**Written instruction A**
Shorten the paragraph in the pip value article that begins "Of course, the profit or loss is the difference" to two sentences, keeping its main facts.
**Written instruction B**
Retype word for word the portion of the pip value article that opens with the words "Lot | Units" and ends with "is the Euro.".

**Source excerpt**
§

# Pip Value and Calculating Profits and Losses**Reading Time:** 6 Min **Experience Level:**Beginner

**Reading Time:**6 Min

**Experience Level:**Beginner

**Lot Size / Contract Size **

A lot is a unit that measures the size of positions in Forex. The table below shows the common lot sizes and their actual size in currency terms:

Lot | Units (In base currency) |

Standard | 100,000 |

Mini | 10,000 |

Micro | 1,000 |

Nano | 100 |

The actual position size is always expressed in terms of the base currency, which is the currency mentioned first in the pair. For example, one EUR/USD standard lot is worth 100,000 Euros, not 100,000 Dollars, because the base currency in this pair is the Euro.

**Calculating Pip Value**

A pip is the change in the fourth decimal point in any currency pair not containing the JPY, and the change in the second decimal point in pairs containing the JPY.

Depending on the positions of the USD in the pair, currencies are divided into direct pairs, where the Dollar is the base currency, and indirect pairs, where the Dollar is the counter currency.

In direct pairs, the price quoted is the amount of foreign currency that one Dollar can be exchanged for. For example, a USD/JPY quote of 108.00 means that 1 US Dollar can be exchanged for 108 Japanese Yens.

**For indirect pairs,** the price quoted is the number of Dollars that one foreign currency can be exchanged for. For example, a EUR/USD quote of 1.1750 means that one Euro can be exchanged for 1 US Dollar, 17 cents, and half a cent.

**For indirect pairs**, the pip value when trading one standard lot is always USD 10. Why is that?

Because the profit/loss (P/L) equation always gives you the profit or loss in terms of the counter (quote) currency, not the base currency. So, for indirect pairs, the result is already in Dollars, and it does not need to be converted.

Of course, the profit or loss is the difference between the sell price and the buy price, multiplied by the size of the position. This is true no matter what currency you are trading, and no matter if you are going long or short. This simple equation is always correct.

__Note:__

Positive numbers indicate a profit, while negative numbers indicate a loss.

Depending on your broker and account type, there may be other expenses, like commissions, or overnight interest known as “rollover”.

Now, since a pip is the fourth decimal, and since the standard lot size is 100,000, then a profit or loss of 1 pip is equal to:

0.0001 x 100,000 = USD 10

This is always the case, no matter what rate the pair is trading at.

However, for direct pairs, the pip value is not fixed. Why is that? Remember when we said that the result of the P/L equation is in quote currency? Here, the quote currency is not the Dollar, so we have to convert the result of the equation from the quote currency itself, for example (JPY, CHF, or CAD) to USD, and in order to do that, we will need to use the exchange rate between the two.

§

**Given records**
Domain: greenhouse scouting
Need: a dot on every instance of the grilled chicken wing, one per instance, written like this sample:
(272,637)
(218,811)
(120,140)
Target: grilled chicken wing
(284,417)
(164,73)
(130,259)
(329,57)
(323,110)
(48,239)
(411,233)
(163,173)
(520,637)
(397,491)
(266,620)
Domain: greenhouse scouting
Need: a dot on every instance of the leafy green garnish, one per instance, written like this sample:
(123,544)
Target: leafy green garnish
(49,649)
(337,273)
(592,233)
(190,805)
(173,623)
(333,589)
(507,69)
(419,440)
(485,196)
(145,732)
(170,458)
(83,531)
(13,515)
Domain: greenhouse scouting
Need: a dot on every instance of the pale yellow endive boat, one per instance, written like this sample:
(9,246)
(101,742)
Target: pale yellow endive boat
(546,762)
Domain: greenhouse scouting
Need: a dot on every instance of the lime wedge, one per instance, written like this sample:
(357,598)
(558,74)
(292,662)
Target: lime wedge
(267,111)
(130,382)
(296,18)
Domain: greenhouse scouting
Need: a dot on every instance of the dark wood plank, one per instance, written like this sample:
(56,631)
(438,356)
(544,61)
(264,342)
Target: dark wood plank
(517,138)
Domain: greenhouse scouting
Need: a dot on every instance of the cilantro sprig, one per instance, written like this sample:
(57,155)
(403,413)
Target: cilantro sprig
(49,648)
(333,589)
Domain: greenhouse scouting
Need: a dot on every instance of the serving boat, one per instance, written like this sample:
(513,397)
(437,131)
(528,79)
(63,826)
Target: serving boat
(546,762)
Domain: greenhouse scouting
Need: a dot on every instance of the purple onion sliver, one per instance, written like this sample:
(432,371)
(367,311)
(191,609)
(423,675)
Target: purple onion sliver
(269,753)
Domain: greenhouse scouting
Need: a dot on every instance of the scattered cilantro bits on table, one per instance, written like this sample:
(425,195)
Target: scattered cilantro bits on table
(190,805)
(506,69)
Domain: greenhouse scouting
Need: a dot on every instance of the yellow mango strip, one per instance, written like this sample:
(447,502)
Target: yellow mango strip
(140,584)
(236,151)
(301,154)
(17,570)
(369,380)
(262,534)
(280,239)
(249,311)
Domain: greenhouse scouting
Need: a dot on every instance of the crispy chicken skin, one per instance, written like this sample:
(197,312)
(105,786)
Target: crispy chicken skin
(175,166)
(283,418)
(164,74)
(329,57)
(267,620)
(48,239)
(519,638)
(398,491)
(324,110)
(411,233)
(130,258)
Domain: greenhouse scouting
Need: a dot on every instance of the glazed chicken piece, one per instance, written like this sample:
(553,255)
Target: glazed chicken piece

§

**Complete response A**
Profit or loss equals the sell price minus the buy price, multiplied by the position size. This equation holds for any currency and whether the position is long or short.

**Complete response B**
Lot | Units (In base currency) |

Standard | 100,000 |

Mini | 10,000 |

Micro | 1,000 |

Nano | 100 |

The actual position size is always expressed in terms of the base currency, which is the currency mentioned first in the pair. For example, one EUR/USD standard lot is worth 100,000 Euros, not 100,000 Dollars, because the base currency in this pair is the Euro.